Exercise instructions –
Under this line are the records; write out word for word the part that begins at the line containing "Pick out the submerged" and ends at the line containing "Pick out the rippling", and no more.

Referring expression pointing data:
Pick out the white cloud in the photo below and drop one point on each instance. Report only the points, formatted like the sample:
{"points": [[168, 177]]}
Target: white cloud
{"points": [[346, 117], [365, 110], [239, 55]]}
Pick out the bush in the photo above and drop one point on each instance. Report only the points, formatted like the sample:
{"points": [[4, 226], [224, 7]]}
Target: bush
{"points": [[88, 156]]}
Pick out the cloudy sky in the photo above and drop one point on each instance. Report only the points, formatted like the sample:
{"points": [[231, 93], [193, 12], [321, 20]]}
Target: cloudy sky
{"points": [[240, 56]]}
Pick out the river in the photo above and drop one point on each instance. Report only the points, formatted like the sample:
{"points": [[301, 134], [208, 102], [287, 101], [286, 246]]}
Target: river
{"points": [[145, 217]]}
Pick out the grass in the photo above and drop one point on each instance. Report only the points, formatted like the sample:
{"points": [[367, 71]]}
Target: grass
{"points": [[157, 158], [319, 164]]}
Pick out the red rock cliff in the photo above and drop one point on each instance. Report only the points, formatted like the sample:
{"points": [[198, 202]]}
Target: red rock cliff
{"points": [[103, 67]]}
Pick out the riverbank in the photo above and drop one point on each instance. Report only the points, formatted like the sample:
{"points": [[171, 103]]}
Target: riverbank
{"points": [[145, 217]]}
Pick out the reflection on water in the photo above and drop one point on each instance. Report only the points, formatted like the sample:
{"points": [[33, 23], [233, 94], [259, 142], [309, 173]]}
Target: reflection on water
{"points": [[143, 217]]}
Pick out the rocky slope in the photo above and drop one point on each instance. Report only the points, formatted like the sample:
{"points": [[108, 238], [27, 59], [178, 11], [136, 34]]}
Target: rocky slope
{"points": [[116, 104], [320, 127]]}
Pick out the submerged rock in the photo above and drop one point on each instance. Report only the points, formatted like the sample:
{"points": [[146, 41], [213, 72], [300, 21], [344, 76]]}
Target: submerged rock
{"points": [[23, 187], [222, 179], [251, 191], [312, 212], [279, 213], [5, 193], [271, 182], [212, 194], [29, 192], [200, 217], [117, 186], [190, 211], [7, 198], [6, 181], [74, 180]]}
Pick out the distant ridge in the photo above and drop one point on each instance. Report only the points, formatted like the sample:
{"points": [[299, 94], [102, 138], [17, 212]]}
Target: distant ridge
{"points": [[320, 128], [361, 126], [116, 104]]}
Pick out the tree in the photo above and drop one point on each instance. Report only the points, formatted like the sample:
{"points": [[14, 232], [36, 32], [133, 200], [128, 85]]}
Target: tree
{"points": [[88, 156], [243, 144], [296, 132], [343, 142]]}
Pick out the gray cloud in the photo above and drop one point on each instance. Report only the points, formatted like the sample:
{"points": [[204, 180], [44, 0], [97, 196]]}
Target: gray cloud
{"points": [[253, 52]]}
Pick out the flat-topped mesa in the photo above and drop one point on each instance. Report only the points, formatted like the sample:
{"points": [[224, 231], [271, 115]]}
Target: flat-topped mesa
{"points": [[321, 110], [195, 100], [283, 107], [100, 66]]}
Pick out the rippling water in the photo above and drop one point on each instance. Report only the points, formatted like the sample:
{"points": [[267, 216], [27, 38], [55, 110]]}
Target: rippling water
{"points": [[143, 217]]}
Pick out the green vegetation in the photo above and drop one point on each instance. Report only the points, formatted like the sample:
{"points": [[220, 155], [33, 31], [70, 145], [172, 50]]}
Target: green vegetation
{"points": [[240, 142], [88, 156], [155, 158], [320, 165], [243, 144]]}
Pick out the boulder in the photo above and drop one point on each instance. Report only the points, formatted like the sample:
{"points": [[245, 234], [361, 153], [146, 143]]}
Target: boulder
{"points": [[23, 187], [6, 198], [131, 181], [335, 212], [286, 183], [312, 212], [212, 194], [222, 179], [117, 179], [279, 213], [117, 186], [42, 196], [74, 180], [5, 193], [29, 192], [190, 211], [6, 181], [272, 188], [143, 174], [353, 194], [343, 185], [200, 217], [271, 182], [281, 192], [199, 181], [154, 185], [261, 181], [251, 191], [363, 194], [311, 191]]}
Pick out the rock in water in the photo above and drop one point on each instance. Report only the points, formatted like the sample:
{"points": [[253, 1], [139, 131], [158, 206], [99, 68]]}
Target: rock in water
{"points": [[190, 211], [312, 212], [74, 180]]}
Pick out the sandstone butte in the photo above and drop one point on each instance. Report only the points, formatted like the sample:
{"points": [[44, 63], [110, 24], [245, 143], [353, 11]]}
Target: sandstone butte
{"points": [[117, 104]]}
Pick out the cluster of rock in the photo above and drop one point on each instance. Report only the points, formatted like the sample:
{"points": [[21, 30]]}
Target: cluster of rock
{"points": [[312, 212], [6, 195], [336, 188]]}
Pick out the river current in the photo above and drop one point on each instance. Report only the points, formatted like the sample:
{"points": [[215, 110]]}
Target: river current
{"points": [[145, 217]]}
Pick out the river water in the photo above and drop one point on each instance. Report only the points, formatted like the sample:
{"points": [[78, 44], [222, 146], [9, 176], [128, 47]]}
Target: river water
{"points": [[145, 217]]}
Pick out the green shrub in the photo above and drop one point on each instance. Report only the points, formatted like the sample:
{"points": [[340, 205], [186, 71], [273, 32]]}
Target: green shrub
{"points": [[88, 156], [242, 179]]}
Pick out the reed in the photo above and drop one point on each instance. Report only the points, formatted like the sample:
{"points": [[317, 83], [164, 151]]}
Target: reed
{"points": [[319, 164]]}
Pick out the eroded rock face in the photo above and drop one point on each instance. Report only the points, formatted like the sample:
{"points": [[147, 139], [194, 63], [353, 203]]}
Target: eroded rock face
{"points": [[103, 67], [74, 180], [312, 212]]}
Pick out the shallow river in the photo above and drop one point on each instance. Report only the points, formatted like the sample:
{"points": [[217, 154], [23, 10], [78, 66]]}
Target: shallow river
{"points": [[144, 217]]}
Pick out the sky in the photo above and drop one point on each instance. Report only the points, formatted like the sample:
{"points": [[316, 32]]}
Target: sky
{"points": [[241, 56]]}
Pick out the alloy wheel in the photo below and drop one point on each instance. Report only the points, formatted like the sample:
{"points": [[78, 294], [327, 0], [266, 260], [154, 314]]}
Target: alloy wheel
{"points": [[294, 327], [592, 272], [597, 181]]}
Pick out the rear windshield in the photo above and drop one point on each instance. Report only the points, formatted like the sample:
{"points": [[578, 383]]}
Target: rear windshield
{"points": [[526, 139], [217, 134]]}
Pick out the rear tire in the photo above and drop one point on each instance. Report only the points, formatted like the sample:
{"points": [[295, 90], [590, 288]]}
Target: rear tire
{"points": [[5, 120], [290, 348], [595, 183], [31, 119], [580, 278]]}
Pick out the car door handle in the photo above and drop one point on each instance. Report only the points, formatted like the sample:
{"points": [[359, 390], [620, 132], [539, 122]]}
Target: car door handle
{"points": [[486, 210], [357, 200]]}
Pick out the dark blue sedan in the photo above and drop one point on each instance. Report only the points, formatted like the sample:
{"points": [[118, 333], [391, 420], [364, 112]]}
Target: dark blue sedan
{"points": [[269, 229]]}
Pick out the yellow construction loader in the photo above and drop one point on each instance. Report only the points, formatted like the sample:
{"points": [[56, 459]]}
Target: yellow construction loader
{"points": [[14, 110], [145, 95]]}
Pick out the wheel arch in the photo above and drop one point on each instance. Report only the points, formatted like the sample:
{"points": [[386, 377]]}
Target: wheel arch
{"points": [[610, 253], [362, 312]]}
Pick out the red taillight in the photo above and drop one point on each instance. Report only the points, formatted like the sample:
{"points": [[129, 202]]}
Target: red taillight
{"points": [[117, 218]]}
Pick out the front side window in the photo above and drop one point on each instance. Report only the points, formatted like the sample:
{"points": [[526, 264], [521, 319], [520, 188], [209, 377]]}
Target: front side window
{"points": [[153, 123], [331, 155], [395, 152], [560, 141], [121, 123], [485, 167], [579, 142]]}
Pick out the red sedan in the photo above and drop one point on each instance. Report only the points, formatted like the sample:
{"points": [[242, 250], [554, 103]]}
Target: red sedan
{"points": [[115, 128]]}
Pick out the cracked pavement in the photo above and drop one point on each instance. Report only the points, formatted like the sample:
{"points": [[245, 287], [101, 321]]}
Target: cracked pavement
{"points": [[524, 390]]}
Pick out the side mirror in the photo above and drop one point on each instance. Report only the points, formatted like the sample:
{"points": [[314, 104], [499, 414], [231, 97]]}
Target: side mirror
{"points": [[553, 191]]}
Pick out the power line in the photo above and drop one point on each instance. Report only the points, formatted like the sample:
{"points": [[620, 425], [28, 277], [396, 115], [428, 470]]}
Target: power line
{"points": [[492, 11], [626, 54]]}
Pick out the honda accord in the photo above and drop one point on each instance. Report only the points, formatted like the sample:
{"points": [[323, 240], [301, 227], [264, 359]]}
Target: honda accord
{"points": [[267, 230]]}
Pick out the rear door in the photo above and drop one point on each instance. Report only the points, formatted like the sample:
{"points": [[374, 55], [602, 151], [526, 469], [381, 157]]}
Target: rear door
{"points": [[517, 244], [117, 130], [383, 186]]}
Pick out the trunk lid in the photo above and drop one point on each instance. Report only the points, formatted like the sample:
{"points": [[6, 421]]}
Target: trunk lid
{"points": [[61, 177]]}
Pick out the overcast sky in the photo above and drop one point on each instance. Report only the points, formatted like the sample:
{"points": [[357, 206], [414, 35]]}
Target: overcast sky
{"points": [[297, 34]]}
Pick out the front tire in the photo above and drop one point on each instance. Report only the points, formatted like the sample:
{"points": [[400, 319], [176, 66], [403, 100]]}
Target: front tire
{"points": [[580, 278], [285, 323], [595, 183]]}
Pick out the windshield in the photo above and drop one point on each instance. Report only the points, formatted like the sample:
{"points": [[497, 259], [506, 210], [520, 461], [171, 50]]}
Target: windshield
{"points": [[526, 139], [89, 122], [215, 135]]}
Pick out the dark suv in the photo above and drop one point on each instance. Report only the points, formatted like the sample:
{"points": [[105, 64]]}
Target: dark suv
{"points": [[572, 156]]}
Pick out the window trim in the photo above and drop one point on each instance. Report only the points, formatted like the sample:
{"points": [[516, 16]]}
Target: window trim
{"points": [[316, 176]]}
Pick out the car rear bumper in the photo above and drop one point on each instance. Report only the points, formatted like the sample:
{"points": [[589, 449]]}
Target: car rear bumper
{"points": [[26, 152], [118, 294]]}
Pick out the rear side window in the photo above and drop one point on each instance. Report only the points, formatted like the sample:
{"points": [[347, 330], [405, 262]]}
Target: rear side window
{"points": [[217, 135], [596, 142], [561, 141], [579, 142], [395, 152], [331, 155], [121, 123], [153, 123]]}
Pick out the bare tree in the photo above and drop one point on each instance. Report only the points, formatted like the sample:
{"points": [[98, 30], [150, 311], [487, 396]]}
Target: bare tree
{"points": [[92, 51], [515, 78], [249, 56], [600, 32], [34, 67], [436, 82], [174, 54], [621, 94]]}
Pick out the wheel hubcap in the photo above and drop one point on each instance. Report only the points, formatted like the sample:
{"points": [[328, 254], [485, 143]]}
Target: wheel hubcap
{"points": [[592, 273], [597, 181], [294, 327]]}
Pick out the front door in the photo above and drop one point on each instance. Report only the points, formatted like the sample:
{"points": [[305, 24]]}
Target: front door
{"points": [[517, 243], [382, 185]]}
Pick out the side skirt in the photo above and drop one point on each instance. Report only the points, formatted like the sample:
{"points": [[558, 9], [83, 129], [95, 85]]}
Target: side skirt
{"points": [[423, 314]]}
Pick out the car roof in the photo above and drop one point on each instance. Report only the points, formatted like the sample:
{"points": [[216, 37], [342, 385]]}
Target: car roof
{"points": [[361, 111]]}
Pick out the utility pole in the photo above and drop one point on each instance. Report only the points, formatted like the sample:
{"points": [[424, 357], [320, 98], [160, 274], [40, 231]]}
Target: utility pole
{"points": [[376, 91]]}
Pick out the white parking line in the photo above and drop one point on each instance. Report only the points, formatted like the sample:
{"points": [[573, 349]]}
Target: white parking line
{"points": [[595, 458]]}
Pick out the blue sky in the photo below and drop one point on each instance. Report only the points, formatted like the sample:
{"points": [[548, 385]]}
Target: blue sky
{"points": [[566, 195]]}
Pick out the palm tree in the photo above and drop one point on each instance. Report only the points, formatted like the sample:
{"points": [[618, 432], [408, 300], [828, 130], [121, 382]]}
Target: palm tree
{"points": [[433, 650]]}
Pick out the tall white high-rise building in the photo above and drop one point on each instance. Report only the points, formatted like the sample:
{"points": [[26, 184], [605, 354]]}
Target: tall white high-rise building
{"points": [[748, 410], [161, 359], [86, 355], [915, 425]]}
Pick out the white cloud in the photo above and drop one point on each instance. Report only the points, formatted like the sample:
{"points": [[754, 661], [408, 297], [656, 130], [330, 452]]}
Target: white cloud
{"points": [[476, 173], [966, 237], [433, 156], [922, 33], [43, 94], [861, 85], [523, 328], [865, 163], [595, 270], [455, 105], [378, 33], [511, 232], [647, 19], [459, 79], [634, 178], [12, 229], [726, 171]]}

Result of the exercise –
Pick out the submerged rock in the photo above and drop one point on each instance. Report only the points, formatted like the sample:
{"points": [[146, 41], [213, 72], [300, 21], [344, 76]]}
Target: submerged rock
{"points": [[23, 187], [222, 179], [251, 191], [312, 212], [279, 213], [5, 193], [271, 182], [212, 194], [29, 192], [200, 217], [117, 186], [190, 211], [7, 198], [6, 181], [74, 180]]}
Pick out the distant ridge in the photo above and drop one point on each instance. Report only the points, formatted like the sample:
{"points": [[299, 94], [102, 138], [17, 212]]}
Target: distant ridge
{"points": [[320, 128], [361, 126], [116, 104]]}
Pick out the tree in the photo above and drop one point on each instance. Report only the points, formatted like the sample:
{"points": [[14, 232], [36, 32], [133, 200], [128, 85]]}
Target: tree
{"points": [[88, 156], [243, 144], [296, 132], [343, 142]]}
Pick out the gray cloud in the photo above and drop one point on each instance. Report only the points, formatted like the sample:
{"points": [[204, 180], [44, 0], [97, 196]]}
Target: gray cloud
{"points": [[253, 52]]}
Pick out the flat-topped mesa in the photo above and drop one point on each instance. Report only the points, formatted like the sample:
{"points": [[224, 231], [271, 115]]}
Target: flat-topped mesa
{"points": [[321, 110], [195, 100], [283, 107], [100, 66]]}
Pick out the rippling water in the photo above and drop one point on each instance. Report only the points, formatted like the sample:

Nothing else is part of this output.